* _Objective_:
Update the listing below by replacing "outline every instance" with "trace each occurrence" wherever it occurs, and leave every other line unchanged.

(Shape annotation listing)
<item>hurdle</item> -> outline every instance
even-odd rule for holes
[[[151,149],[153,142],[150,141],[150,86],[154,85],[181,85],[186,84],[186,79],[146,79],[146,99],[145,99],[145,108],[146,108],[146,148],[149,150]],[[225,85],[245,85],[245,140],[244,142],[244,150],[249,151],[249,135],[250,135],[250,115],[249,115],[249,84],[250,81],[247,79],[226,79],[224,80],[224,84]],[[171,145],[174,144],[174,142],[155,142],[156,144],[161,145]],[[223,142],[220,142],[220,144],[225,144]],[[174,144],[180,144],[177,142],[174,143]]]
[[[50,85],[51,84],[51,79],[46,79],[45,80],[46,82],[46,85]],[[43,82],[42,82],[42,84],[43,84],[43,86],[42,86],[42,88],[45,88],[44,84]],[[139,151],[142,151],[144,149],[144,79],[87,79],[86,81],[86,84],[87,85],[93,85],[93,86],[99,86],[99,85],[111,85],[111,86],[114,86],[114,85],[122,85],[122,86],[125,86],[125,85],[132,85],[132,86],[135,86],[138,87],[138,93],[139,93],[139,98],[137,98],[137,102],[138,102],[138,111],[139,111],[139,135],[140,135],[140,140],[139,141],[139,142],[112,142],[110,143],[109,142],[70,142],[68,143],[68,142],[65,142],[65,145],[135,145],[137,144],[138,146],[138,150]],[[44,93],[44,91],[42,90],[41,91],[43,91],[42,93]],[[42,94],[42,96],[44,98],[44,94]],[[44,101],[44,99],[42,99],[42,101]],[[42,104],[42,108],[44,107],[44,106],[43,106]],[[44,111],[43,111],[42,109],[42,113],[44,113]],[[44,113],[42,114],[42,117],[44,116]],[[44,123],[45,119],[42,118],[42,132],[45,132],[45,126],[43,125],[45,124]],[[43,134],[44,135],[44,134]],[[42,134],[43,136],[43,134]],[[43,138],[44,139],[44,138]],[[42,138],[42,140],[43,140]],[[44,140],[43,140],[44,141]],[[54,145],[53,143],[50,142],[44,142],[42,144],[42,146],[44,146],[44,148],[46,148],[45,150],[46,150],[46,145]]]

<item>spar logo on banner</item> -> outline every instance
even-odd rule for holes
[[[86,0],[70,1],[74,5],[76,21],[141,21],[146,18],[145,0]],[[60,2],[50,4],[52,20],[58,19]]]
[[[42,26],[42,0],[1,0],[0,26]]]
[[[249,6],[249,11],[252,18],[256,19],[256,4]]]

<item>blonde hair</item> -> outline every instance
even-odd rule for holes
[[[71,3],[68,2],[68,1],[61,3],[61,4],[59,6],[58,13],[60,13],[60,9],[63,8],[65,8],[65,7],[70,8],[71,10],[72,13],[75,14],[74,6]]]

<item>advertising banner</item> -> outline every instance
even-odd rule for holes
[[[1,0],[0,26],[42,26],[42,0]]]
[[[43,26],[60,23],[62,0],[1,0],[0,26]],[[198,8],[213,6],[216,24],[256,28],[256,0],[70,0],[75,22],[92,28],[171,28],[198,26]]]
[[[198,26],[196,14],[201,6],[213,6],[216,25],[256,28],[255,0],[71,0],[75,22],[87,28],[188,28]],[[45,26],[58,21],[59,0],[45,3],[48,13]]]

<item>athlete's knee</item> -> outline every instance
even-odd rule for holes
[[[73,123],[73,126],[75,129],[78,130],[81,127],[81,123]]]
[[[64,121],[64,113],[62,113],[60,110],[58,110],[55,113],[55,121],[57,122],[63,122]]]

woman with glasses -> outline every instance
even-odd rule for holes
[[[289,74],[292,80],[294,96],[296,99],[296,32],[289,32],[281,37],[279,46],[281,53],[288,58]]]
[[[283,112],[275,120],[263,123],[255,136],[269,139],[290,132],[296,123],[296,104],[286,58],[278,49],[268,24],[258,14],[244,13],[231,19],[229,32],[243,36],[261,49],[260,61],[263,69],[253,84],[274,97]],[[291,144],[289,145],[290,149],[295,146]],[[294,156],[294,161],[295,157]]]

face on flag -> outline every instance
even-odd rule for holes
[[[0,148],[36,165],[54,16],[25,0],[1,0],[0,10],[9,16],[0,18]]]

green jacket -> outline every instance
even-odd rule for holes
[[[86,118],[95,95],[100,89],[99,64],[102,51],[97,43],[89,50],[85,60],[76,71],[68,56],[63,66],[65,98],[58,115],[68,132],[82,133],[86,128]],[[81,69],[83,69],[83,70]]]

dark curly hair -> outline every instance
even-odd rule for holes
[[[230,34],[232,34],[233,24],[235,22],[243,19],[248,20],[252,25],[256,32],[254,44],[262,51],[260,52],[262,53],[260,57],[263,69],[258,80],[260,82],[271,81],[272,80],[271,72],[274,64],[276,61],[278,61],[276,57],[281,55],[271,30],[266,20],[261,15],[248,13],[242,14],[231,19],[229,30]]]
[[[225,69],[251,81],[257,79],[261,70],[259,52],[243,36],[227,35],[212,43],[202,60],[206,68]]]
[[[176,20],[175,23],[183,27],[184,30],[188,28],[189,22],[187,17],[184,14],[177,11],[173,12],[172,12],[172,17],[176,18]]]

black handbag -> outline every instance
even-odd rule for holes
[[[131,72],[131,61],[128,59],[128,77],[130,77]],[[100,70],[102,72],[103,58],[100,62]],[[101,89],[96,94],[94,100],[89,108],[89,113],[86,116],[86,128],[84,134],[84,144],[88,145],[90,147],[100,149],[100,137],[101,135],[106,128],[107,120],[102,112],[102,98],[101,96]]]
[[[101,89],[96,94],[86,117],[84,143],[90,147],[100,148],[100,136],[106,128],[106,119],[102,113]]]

* _Response to the task_:
<item>hurdle</item> -> trace each occurrence
even-odd rule for holes
[[[151,149],[153,142],[150,141],[150,86],[154,85],[181,85],[186,84],[186,79],[146,79],[146,99],[145,99],[145,108],[146,108],[146,148],[149,150]],[[225,85],[245,85],[245,140],[244,142],[244,150],[249,151],[249,135],[250,135],[250,115],[249,115],[249,84],[250,81],[247,79],[226,79],[224,80],[224,84]],[[171,145],[174,144],[174,142],[155,142],[156,144],[161,145]],[[223,142],[220,142],[220,144],[225,144]],[[174,144],[180,144],[177,142],[174,143]]]
[[[50,85],[51,84],[51,79],[46,79],[45,80],[46,82],[46,85]],[[43,82],[42,82],[42,84],[43,84],[43,86],[42,86],[42,88],[45,88],[44,84]],[[139,151],[142,151],[144,149],[144,79],[87,79],[86,81],[86,84],[87,85],[93,85],[93,86],[99,86],[99,85],[111,85],[111,86],[114,86],[114,85],[122,85],[122,86],[125,86],[125,85],[132,85],[132,86],[135,86],[138,87],[138,93],[139,93],[139,98],[137,98],[137,102],[138,102],[138,111],[139,111],[139,135],[140,135],[140,140],[139,141],[139,142],[112,142],[110,143],[109,142],[70,142],[68,143],[68,142],[65,142],[65,145],[135,145],[137,144],[138,146],[138,150]],[[44,93],[44,91],[42,90],[41,91],[43,91],[42,93]],[[42,94],[42,96],[44,98],[44,94]],[[44,101],[44,99],[42,99],[42,101]],[[42,104],[42,108],[44,107],[44,106],[43,106]],[[44,111],[43,111],[42,109],[42,113],[44,113]],[[44,113],[42,114],[42,117],[44,116]],[[44,123],[45,119],[42,118],[42,132],[45,132],[45,126],[43,125],[45,124]],[[43,134],[44,135],[44,134]],[[42,134],[43,136],[43,134]],[[43,138],[44,139],[44,138]],[[42,138],[42,140],[43,140]],[[44,140],[43,140],[44,141]],[[54,145],[53,143],[50,142],[44,142],[42,144],[42,146],[44,146],[44,148],[46,148],[45,150],[46,150],[46,145]]]

<item>spar logo on banner</item> -> trace each occurrence
even-odd rule for holes
[[[86,0],[70,1],[74,5],[76,21],[141,21],[146,18],[145,0]],[[60,2],[50,4],[52,20],[58,19]]]
[[[42,26],[42,0],[1,0],[0,26]]]
[[[249,6],[249,11],[252,18],[256,19],[256,4]]]

<item>blonde hair</item> -> trace each occurrence
even-odd rule for holes
[[[71,3],[68,2],[68,1],[61,3],[61,4],[59,6],[58,13],[60,13],[60,9],[63,8],[65,8],[65,7],[70,8],[71,10],[72,13],[75,14],[74,6]]]

<item>advertising banner</item> -> trace each occurrence
even-odd rule for holes
[[[1,0],[0,26],[42,26],[42,0]]]
[[[43,26],[60,23],[62,0],[1,0],[0,26]],[[198,8],[213,6],[216,24],[256,28],[256,0],[70,0],[75,22],[92,28],[171,28],[198,26]]]
[[[198,26],[196,14],[201,6],[213,6],[216,25],[256,28],[255,0],[71,0],[75,22],[87,28],[188,28]],[[45,26],[58,21],[59,0],[45,3],[48,13]]]

<item>athlete's knee</item> -> trace each occurrence
even-odd rule for holes
[[[73,123],[73,126],[75,129],[78,130],[81,127],[81,123]]]
[[[64,121],[64,113],[62,113],[60,110],[58,110],[55,113],[55,121],[57,122],[63,122]]]

woman with glasses -> trace each occurrence
even-odd rule for holes
[[[289,74],[292,80],[294,96],[296,99],[296,32],[289,32],[281,37],[279,46],[281,53],[288,58]]]
[[[283,112],[275,120],[263,123],[255,136],[269,139],[290,132],[296,123],[296,104],[286,58],[278,49],[268,24],[258,14],[244,13],[231,19],[229,32],[243,36],[261,49],[260,61],[263,69],[253,84],[274,97]],[[291,144],[289,145],[290,149],[295,146]],[[294,156],[294,161],[295,157]]]

face on flag -> trace each occurrence
even-odd rule for holes
[[[0,148],[36,165],[54,16],[25,0],[1,0],[0,10],[9,16],[0,18]]]

green jacket -> trace each occurrence
even-odd rule for holes
[[[86,118],[95,95],[100,89],[99,64],[102,51],[97,43],[89,50],[85,60],[76,71],[68,56],[63,66],[65,98],[58,115],[68,132],[82,133],[86,128]],[[81,69],[83,69],[83,70]]]

dark curly hair -> trace each occurrence
even-odd rule for holes
[[[230,34],[232,34],[233,24],[235,22],[243,19],[248,20],[252,25],[256,32],[254,44],[262,51],[260,52],[262,53],[260,57],[263,69],[258,80],[260,82],[271,81],[272,80],[271,72],[274,64],[276,61],[278,61],[276,57],[281,55],[271,30],[266,20],[261,15],[248,13],[242,14],[231,19],[229,30]]]
[[[225,69],[251,81],[257,79],[261,70],[259,52],[243,36],[227,35],[212,43],[202,60],[206,68]]]
[[[176,20],[175,23],[183,27],[184,30],[188,28],[189,22],[187,17],[184,14],[177,11],[173,12],[172,12],[172,17],[176,18]]]

black handbag -> trace each occurrence
even-odd rule for holes
[[[131,72],[131,61],[128,59],[128,77],[130,77]],[[100,70],[102,72],[103,58],[100,62]],[[101,89],[96,94],[94,100],[89,108],[89,113],[86,116],[86,128],[84,134],[84,144],[88,145],[90,147],[100,149],[100,137],[101,135],[106,128],[107,120],[102,112],[102,98],[101,96]]]
[[[101,89],[96,94],[86,117],[84,143],[90,147],[100,148],[100,136],[106,128],[106,119],[102,113]]]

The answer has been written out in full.